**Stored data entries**
====

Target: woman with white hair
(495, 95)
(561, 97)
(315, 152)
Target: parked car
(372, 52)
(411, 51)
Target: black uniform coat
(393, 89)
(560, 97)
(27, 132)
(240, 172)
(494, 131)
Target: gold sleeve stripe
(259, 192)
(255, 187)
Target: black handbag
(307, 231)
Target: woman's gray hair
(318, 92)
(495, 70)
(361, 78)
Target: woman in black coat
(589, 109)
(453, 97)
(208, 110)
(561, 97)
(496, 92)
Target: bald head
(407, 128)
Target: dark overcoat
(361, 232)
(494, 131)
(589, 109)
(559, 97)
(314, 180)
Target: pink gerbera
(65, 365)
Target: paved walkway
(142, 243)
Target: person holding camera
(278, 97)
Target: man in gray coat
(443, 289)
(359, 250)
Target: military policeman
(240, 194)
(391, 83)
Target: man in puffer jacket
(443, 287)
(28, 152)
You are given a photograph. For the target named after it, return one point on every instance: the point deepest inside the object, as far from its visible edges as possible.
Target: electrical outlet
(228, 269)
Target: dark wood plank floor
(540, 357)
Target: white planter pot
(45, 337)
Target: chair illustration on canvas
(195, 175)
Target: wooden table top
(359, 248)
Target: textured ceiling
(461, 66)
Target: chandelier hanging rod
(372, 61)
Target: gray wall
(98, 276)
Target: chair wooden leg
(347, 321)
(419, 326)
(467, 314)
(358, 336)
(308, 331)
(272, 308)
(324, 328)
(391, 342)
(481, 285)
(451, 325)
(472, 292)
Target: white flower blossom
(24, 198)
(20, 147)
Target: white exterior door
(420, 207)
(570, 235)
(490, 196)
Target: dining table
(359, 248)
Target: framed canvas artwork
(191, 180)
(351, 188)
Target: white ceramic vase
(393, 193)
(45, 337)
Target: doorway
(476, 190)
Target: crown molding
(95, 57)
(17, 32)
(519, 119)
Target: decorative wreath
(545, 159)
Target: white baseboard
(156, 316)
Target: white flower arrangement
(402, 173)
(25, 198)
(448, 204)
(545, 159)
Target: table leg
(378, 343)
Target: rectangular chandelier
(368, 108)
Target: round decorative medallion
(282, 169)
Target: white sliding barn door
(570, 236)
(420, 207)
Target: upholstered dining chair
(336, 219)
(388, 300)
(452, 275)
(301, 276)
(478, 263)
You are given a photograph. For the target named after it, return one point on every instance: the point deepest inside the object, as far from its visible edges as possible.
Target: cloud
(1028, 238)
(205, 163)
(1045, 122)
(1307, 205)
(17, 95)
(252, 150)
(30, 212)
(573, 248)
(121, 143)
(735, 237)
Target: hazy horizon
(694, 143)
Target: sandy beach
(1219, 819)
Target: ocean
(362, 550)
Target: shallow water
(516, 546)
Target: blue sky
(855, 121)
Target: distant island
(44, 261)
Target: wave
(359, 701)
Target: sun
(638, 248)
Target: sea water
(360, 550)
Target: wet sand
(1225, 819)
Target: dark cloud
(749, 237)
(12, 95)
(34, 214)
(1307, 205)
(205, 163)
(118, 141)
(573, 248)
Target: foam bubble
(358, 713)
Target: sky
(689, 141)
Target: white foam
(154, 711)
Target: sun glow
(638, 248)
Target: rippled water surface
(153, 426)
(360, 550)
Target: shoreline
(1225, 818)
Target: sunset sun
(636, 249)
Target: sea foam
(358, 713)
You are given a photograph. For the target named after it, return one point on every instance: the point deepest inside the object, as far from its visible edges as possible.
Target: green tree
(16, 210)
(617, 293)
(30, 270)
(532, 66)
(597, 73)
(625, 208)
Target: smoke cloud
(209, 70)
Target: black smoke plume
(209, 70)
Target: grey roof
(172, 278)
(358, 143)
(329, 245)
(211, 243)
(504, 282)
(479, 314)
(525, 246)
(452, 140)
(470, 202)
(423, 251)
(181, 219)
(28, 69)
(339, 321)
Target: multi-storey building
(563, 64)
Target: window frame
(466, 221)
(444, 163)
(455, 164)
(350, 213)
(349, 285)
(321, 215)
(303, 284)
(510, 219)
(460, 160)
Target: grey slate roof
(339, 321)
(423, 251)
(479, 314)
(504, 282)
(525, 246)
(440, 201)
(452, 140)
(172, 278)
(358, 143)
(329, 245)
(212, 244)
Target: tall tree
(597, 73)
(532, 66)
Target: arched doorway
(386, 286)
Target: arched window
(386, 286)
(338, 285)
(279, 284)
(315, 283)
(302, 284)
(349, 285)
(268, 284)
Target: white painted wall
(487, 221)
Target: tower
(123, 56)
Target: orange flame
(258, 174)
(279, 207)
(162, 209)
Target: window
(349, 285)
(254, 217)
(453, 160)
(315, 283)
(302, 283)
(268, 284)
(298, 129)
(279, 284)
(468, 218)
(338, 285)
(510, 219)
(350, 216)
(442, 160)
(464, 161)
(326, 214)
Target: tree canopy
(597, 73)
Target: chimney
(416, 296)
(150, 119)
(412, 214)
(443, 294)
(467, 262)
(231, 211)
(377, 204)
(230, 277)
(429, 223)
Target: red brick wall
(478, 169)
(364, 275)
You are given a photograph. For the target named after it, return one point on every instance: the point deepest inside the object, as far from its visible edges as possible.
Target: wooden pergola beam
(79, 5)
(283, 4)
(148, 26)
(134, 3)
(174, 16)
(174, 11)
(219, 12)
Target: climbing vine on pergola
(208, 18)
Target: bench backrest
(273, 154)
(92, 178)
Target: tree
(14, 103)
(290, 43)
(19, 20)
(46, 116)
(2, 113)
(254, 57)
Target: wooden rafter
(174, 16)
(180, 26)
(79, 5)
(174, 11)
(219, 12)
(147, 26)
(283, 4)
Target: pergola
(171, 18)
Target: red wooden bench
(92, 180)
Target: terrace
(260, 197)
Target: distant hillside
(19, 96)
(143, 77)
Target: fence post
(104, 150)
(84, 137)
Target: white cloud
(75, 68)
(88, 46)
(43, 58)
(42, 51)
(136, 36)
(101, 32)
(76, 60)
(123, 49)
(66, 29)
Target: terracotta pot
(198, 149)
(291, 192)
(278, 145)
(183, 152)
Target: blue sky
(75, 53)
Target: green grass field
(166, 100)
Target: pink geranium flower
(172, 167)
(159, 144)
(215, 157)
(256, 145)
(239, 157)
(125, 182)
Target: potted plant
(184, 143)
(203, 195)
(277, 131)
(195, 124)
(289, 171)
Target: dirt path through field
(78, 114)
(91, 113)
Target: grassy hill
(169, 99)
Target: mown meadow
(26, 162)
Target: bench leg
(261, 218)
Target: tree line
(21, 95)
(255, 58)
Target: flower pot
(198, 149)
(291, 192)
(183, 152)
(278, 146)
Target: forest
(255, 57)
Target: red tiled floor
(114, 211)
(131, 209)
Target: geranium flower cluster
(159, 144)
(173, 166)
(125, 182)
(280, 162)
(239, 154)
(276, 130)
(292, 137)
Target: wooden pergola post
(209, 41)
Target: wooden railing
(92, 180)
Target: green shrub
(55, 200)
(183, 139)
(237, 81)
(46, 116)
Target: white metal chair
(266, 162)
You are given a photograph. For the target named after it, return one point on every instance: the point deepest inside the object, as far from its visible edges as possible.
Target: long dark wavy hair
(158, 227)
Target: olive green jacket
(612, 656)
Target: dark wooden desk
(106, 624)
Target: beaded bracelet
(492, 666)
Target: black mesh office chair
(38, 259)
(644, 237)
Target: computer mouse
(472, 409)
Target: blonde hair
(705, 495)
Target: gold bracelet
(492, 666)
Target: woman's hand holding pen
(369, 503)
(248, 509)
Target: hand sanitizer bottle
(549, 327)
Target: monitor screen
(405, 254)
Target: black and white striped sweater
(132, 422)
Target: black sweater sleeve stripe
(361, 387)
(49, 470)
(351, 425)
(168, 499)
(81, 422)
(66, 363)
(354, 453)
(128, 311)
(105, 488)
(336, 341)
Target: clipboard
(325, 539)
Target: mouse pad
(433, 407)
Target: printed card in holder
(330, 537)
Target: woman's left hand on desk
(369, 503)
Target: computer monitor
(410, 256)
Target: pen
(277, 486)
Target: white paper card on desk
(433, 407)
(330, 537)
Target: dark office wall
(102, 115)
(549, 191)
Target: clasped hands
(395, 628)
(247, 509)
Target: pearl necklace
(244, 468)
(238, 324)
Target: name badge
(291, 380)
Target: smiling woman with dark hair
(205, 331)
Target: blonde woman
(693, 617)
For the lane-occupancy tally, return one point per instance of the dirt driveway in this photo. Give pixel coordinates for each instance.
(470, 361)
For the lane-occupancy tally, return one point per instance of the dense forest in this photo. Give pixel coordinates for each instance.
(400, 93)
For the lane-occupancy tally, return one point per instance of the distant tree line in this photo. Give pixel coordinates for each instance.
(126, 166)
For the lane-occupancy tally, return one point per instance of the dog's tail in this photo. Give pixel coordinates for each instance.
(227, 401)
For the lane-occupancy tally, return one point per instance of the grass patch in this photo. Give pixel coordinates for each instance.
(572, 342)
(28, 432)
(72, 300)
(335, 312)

====

**Problem description**
Please return exactly the lines from the one containing "of the grass" through the end of the entries above, adding no other line.

**Task solution**
For the lane-occupancy tally, return one point per instance of the grass patch in this photo. Give pixel coordinates for each instance.
(572, 342)
(28, 432)
(72, 300)
(335, 312)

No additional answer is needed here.